INSTRUCTIONS TO FOLLOW: Produce an exact transcript of all the records.

[Stored data entries]

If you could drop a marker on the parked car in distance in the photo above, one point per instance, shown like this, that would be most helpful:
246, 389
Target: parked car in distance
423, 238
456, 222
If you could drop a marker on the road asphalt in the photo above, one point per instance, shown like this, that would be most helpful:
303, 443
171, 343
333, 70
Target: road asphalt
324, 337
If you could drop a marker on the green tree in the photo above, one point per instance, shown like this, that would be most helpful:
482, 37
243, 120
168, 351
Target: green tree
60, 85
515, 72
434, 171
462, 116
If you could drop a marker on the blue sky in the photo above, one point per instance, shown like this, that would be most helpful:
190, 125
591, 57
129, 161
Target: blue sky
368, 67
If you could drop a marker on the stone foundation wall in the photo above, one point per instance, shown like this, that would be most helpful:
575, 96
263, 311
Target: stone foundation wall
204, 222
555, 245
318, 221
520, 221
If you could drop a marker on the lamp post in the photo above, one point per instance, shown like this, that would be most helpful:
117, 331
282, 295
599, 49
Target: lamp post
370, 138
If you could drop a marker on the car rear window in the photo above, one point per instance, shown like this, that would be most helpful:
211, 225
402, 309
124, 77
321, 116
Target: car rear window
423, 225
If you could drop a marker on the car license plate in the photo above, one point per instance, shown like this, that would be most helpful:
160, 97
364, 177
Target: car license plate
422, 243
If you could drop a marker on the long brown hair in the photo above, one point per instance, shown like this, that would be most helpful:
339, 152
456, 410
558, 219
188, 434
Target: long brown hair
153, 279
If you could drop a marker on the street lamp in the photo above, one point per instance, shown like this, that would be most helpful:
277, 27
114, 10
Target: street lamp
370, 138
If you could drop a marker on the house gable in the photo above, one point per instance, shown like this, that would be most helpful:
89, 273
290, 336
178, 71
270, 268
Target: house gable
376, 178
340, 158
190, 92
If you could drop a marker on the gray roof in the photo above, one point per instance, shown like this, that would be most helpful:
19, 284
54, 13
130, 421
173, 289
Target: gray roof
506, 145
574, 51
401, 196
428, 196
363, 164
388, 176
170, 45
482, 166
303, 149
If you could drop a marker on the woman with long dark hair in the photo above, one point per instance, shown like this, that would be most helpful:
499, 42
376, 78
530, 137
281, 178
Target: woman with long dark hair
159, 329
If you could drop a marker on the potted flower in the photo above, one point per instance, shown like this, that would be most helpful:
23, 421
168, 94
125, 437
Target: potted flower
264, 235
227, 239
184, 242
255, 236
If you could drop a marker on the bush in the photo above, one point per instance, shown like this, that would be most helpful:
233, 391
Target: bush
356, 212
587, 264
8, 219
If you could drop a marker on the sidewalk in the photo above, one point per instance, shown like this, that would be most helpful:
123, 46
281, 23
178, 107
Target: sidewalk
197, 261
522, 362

SOLUTION TO THIS PROBLEM:
If you could drop a marker on the parked car in distance in the photo above, one point per instance, shown like this, that would be most helpful:
246, 389
Target: parked car in distance
423, 238
456, 222
If you could drop a marker on the road asphalt in the photo above, one point per instance, shown like this, that would be most helpful:
303, 443
171, 343
333, 70
Target: road asphalt
324, 337
If you could drop a marker on the green tree in the photo above, one point per instance, shown like this, that would be most helpful:
482, 37
243, 120
168, 351
Target: green tree
60, 85
515, 72
434, 171
462, 116
If you could drop a marker on the blue sky in the photo above, one point per instance, shown like this, that would be most helpful:
190, 125
591, 57
129, 161
Target: blue sky
368, 67
If you could drop a marker on the stone foundation wall in the photo above, one point per instance, shown like this, that would be most helpful:
575, 96
263, 311
Target: stone foundation wall
204, 222
555, 245
318, 221
520, 221
If you could drop a marker on the lamp post in the photo above, one point per instance, shown like this, that would be most helpful:
117, 331
282, 295
599, 49
Target: lamp post
370, 138
If you could drop a marker on the car rear window in the photo above, one point per instance, shown like this, that would be most helpful:
211, 225
402, 309
124, 77
321, 116
Target: car rear window
423, 225
If you could drop a marker on the car license plate in the photo above, one point per instance, shown like this, that would be most helpful:
160, 97
364, 177
Target: car license plate
422, 243
If you could drop a marker on the long brown hair in the photo above, one point per instance, shown like this, that would be most helpful:
339, 152
456, 410
558, 219
188, 434
Target: long brown hair
153, 279
If you could drop a marker on the street lamp in the photo above, one point per instance, shown like this, that would be most helpful:
277, 27
114, 10
Target: street lamp
370, 138
If you could drop a marker on the house gable in the photo above, one point per instance, shown like this, that would be most helpful:
89, 273
290, 336
178, 71
270, 268
Target: house gable
376, 178
340, 158
190, 92
If you could drop a marker on the gray roof in the photo above, one point per instance, shown like this, that would be most helpful:
19, 284
54, 13
130, 421
173, 289
Target: gray roof
506, 145
574, 51
401, 196
428, 196
363, 164
388, 176
170, 45
482, 166
303, 149
If you could drop a marker on the woman with long dark hair in the photo above, one point per instance, shown like this, that would be most helpful:
499, 42
376, 78
530, 137
281, 178
Target: woman with long dark hair
159, 329
If you could drop a marker on the potted flower in the photo above, one point per instance, shown like this, that would be most helpful:
23, 421
168, 94
125, 437
Target: potted flower
264, 235
227, 239
184, 242
255, 236
If you could drop a marker on the bush in the photo above, one point per instance, shown like this, that would be most helpful:
233, 391
Target: bush
356, 212
587, 264
8, 219
If you could drop a marker on the sidewalk in the photo above, one point per instance, shown like this, that would be most helpful:
123, 46
281, 23
178, 107
Target: sidewalk
197, 261
522, 362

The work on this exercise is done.